***** SOURCE

Like an actual parent,
I know that I shouldn’t choose favorites among the hordes of neighbor-spawn who
regularly manifest on my front porch and clamor for my attention. Like an actual parent, I secretly have. My
absolute favorite is my neighbor Howa’s 5-year old niece, Habibatou. A child of Howa’s older sister in the nearby
village of Douroum, Habiba came to live in Mandama when Howa gave birth. Howa needed help around the house and with
the newborn, and it was decided that her sister Maimouna had enough to spare
one—and so Biba’s entire life was uprooted, because children here are above all
a practical consideration.
Habibatou has big,
doleful eyes and a jutting lower lip.
Her face is usually composed in the glum, hang-dog expression of a
retired bureaucrat, occasionally touched with self-conscious dignity. This, along with her penchant for resting
things on the shelf of her swollen belly—like so many of the children I see,
she is massively bloated with malnutrition and worms—make me think she should
be wearing tasseled loafers, drinking a gin and tonic, and shaking the
Financial Times closed with a sigh.
Biba wears the same
outfit every day. Until recently it was
a purple-and-orange pagne dress that was patently too small; the waist would
ride up to her armpits over the swell of her stomach. One afternoon her aunt impatiently demanded
to know why she never wore the larger hand-me-down dress she had been given. Biba hid her head, and when that method of
avoiding response failed, burst into loud and dramatic tears. Sensing that something was up, Howa ordered
her into exile outside until she stopped crying and changed into the
dress. Howa and I tried not to laugh at the
great, gulping sobs floating through the open doorway, which quieted into low
keening. Eventually she made a
reappearance, pulling the door curtain aside solemnly. The dress in question was destroyed; one
sleeve was hanging by a thread, and a side seam had been torn open from top to
waist. She entered the room, head held
high, pride and defiance writ large on her face and only slightly marred by
tear-stained cheeks and the occasional sniffle.

**********
***** EXCERPTED RECORDS

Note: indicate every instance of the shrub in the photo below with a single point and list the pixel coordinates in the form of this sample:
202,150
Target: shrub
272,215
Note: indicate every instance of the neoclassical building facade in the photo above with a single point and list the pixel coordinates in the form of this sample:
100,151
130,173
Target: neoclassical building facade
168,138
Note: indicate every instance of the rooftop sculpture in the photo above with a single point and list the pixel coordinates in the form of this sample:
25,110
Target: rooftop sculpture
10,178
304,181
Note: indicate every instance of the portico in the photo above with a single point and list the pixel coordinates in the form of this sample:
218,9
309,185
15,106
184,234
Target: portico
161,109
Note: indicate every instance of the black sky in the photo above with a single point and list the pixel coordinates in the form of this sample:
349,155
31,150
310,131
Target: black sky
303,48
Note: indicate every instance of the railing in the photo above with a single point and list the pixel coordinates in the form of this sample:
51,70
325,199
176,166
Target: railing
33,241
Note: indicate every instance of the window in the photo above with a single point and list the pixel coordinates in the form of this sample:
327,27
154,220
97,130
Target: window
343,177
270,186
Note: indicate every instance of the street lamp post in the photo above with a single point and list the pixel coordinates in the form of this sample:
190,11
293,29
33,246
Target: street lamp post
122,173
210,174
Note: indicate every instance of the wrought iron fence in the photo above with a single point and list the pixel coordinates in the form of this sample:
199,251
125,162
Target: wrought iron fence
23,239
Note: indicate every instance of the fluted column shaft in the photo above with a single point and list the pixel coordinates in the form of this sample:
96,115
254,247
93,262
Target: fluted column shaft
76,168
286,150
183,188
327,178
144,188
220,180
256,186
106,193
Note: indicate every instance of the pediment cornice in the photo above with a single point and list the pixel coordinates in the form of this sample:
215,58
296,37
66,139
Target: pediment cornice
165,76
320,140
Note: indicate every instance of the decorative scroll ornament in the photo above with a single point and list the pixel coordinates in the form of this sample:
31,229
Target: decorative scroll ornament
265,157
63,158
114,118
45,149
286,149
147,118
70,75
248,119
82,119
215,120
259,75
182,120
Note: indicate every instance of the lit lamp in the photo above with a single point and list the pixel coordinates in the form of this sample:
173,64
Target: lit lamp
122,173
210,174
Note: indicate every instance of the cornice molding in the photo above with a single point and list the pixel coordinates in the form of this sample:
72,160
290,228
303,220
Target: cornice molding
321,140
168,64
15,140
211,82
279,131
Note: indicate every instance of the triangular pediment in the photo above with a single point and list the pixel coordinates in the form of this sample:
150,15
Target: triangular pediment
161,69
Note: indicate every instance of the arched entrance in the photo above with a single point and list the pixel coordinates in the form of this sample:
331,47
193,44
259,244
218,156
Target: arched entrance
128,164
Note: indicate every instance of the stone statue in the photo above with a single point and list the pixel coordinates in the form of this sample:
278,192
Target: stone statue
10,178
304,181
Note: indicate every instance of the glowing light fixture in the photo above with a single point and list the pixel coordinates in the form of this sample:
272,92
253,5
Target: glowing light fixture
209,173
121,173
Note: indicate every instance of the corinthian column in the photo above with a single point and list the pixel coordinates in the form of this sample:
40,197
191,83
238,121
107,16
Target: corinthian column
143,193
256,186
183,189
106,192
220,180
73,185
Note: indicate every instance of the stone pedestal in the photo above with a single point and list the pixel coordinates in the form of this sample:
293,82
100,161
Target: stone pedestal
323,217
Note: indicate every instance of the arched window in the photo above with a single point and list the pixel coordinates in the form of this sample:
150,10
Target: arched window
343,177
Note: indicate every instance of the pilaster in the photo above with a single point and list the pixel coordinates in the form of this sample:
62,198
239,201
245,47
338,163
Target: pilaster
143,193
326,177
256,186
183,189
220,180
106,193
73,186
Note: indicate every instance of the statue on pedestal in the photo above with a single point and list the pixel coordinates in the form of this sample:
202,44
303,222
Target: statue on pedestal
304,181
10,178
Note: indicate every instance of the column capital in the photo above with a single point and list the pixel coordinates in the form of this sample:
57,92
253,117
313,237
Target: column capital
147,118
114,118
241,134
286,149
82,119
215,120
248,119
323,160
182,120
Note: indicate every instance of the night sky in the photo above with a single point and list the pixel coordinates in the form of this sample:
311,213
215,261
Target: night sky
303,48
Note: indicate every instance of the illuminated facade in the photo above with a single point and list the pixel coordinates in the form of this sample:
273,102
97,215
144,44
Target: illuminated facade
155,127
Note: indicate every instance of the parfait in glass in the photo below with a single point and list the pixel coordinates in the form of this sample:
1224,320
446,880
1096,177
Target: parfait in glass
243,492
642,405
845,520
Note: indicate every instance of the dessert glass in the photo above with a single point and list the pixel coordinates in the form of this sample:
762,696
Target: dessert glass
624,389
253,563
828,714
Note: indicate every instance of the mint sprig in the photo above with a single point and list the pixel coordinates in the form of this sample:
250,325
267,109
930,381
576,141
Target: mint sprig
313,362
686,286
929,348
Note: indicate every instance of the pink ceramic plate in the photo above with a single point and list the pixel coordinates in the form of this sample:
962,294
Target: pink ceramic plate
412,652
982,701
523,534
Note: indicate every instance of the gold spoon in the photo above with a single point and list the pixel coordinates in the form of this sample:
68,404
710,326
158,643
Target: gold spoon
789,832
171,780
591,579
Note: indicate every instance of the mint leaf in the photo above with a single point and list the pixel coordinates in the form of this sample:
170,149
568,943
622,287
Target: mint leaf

**********

*WRITTEN REQUEST 1*.
Answer these questions about the account of Habibatou:
(a) From which village did Habibatou come to live in Mandama?
(b) What colors was the dress she wore every day until recently?
(c) What shape was the larger hand-me-down dress in when she came back inside?
*WRITTEN REQUEST 2*. Pick up the account of Habibatou after its final sentence and carry it on.
The items have nothing to do with the account of Habibatou.

*EXERCISE OUTPUT 1*.
(a) Douroum.
(b) Purple and orange.
(c) It was destroyed: one sleeve was hanging by a thread, and a side seam had been torn open from top to waist.

*EXERCISE OUTPUT 2*.
She could have been Mary Stuart facing Tudor justice, or Marie
Antoinette leaving the Bastille before jeering Jacobin crowds, such was her
comportment before her aunt’s impending wrath.
Last night I ended up
staying over with the volunteer in Douroum, having lingered at the market until
nightfall. Since I was in town, we went to Maimouna’s for dinner—she inherited
me as a friend and couscous sponge from her sister. A small figure came
barreling out of her house and tackled me around the knees: her daughter,
Habibatou. I expressed surprise at
seeing her here instead of in Mandama. Maimouna explained that someone from Mandama,
headed to market, had given Habiba a ride to Douroum so that she could visit
her nuclear family.
This morning my route
home took me again by Maimouna, who flagged me down. In fact, she explained, they weren’t sure who
had given Habibatou a ride; the mysterious benefactor had just left her in the
main market and she had found her mother, who sells beans and beignets, from
there. Whoever it had been, he was long
gone now, leaving Habiba effectively stranded—unless, of course, I could give
her a ride home? I immediately assented, and rode home with my charge wedged
between me and the moto driver, thin arms threaded around his waist and head in
an oversized helmet tucked under my chin, a grin plastered across her
wind-whipped face.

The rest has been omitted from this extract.